3. Representations and Warranties of Sellers. Each of GECRB, RFS Inc. and PLT Holding hereby represents and warrants to Buyer as of the date hereof:
(a) Legal, Valid and Binding Obligation. This Amendment constitutes its legal, valid and binding obligation, enforceable against such party in accordance with its terms, except as such enforceability may be limited by applicable bankruptcy, insolvency, reorganization, moratorium or other similar laws now or hereafter in effect affecting the enforcement of creditors’ rights in general and except as such enforceability may be limited by general principles of equity (whether considered in a suit at law or in equity); and
(b) No Material Adverse Effect. This Amendment does not materially adversely affect the interests of the Issuer or any of the Issuer’s creditors.
4. Effectiveness. This Amendment shall become effective as of the date first written above; provided that Buyer, PLT Holding, RFS Inc. and GECRB shall have executed a counterpart of this Amendment.
5. Binding Effect; Ratification. (a) On and after the execution and delivery hereof, (i) this Amendment shall be a part of the Receivables Sale Agreement and (ii) each reference in the Receivables Sale Agreement to “this Agreement”, “hereof”, “hereunder” or words of like import, and each reference in any other Related Document to the Receivables Sale Agreement, shall mean and be a reference to such Receivables Sale Agreement as amended hereby.

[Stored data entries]
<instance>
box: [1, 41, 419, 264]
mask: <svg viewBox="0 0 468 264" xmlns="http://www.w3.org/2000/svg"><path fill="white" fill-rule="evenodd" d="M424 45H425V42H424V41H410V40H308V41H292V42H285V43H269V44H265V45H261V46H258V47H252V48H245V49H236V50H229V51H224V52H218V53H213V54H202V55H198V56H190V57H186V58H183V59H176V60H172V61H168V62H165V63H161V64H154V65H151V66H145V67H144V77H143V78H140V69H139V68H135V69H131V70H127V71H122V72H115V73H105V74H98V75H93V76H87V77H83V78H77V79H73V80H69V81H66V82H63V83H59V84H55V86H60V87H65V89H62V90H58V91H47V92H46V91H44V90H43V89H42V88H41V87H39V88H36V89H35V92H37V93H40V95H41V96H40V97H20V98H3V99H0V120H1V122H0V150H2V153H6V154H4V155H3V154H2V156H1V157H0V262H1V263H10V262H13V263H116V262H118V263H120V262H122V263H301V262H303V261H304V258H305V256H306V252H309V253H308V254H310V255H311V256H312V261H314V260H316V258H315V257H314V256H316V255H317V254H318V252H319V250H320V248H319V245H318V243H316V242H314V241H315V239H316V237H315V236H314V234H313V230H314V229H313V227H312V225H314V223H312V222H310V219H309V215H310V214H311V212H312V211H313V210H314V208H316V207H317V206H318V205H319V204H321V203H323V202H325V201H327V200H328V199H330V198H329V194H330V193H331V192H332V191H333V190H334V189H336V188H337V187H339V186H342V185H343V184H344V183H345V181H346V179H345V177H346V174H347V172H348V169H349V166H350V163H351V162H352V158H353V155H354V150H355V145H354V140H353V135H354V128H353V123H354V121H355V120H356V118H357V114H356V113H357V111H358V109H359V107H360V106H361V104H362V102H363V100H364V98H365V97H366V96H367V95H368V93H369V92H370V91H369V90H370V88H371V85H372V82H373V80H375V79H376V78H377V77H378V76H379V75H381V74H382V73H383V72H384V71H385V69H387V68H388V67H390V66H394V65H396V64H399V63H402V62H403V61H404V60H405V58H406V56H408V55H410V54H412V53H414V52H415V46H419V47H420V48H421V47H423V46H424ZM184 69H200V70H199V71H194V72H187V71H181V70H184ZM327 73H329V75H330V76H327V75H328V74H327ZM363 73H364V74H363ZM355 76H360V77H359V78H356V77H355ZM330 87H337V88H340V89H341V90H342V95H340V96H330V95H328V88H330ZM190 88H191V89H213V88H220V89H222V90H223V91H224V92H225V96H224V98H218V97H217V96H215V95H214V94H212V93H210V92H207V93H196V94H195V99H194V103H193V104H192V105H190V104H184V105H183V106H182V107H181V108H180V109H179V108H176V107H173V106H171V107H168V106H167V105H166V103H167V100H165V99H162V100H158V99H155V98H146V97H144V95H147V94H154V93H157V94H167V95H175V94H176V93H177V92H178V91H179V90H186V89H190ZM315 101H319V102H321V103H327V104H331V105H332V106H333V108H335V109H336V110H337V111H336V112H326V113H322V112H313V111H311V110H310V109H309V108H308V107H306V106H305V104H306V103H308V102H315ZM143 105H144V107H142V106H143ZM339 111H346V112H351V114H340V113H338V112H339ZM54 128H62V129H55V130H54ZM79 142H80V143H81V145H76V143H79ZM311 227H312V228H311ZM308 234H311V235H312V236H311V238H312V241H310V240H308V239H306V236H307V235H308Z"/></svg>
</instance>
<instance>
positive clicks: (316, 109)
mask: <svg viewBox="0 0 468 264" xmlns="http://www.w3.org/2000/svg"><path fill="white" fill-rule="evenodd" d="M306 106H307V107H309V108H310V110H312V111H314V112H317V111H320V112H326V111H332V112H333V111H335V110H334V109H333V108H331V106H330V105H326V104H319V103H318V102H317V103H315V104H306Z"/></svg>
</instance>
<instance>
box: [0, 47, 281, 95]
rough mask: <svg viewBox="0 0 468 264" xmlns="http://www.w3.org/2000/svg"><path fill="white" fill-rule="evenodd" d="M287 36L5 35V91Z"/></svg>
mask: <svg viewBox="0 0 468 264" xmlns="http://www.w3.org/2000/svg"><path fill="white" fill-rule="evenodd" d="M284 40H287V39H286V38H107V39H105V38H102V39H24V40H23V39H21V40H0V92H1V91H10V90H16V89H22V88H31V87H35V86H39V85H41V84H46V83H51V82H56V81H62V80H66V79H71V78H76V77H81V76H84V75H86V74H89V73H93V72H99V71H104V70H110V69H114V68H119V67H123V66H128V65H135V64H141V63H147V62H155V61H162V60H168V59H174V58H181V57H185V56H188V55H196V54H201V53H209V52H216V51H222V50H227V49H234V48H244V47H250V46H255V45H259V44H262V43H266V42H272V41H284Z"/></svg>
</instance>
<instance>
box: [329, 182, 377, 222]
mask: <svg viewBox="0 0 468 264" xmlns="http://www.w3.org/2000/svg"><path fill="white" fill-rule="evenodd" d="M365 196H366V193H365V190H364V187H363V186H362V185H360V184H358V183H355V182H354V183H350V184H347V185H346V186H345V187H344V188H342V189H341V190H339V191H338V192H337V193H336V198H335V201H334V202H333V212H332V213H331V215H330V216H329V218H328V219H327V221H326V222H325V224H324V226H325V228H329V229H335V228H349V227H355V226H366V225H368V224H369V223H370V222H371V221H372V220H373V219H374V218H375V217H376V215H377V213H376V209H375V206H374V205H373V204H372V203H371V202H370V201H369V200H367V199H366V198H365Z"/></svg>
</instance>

_Work order 1_: Decide whether each statement agrees with the amendment passage, answering yes or no and quoting the deciding words: (a) The amendment takes effect only once Buyer, PLT Holding, RFS Inc. and GECRB have each executed a counterpart. (b) Buyer makes the representations and warranties to the sellers. (c) After execution and delivery, the amendment becomes part of the Receivables Sale Agreement.
_Work order 2_: Proceed with the amendment passage, writing on from its last sentence.

_Task response 1_:
(a) Yes: "provided that Buyer, PLT Holding, RFS Inc. and GECRB shall have executed a counterpart of this Amendment."
(b) No: "Each of GECRB, RFS Inc. and PLT Holding hereby represents and warrants to Buyer as of the date hereof"
(c) Yes: "this Amendment shall be a part of the Receivables Sale Agreement"

_Task response 2_:
(b) Except as expressly amended hereby, the Receivables Sale Agreement shall remain in full force and effect and is hereby ratified and confirmed by the parties hereto.
6. No Proceedings. Until the date one year plus one day following the date on which all amounts due with respect to securities rated by a Rating Agency that were issued by any entity holding Transferred Assets or an interest therein have been paid in full in cash, none of GECRB, RFS Inc. or PLT Holding shall, directly or indirectly, institute or cause to be instituted against Buyer any bankruptcy, reorganization, arrangement, insolvency or liquidation proceeding or other proceeding under any federal or state bankruptcy or similar law; provided that the foregoing shall not in any way limit GECRB’s, RFS Inc.’s or PLT Holding’s right to pursue any other creditor rights or remedies that GECRB, RFS Inc. or PLT Holding may have under any applicable law. The Receivables Sale Agreement and obligations of GECRB, RFS Inc. and PLT Holding under this Section 6 shall survive the termination of this Agreement.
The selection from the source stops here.